-- start of DATASET ROWS --
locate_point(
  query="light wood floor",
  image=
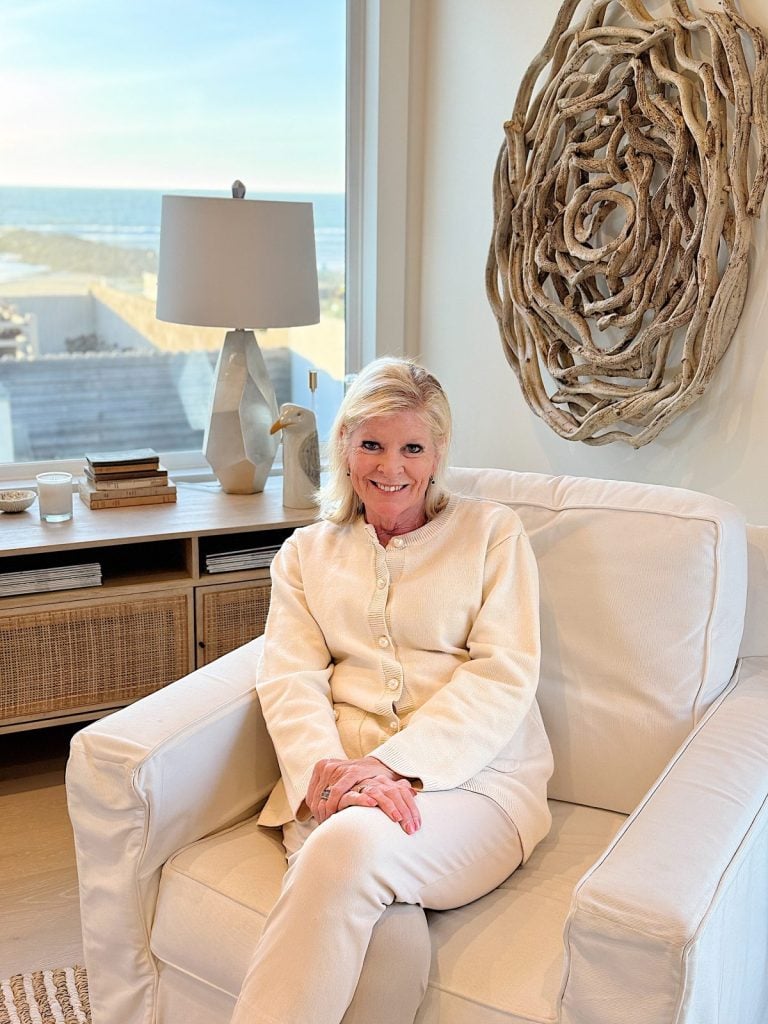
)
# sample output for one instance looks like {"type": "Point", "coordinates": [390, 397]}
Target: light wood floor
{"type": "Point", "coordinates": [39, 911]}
-- end of DATASET ROWS --
-- start of DATASET ROWS --
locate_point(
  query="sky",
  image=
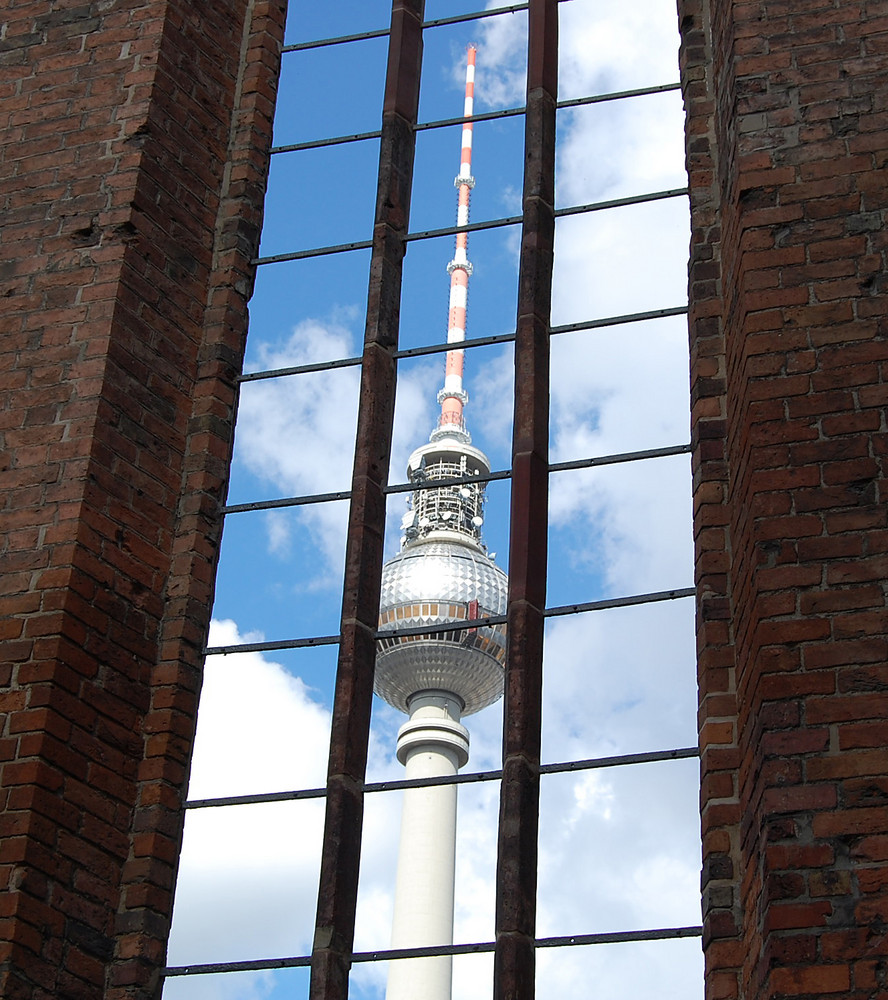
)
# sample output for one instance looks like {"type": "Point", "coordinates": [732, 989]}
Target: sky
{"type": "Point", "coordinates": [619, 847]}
-- end of DATASET ROWS --
Report each line of the records that contains the string "instance".

OUTPUT
# sample output for one instance looks like {"type": "Point", "coordinates": [390, 397]}
# sample output for one instance looks like {"type": "Point", "coordinates": [732, 989]}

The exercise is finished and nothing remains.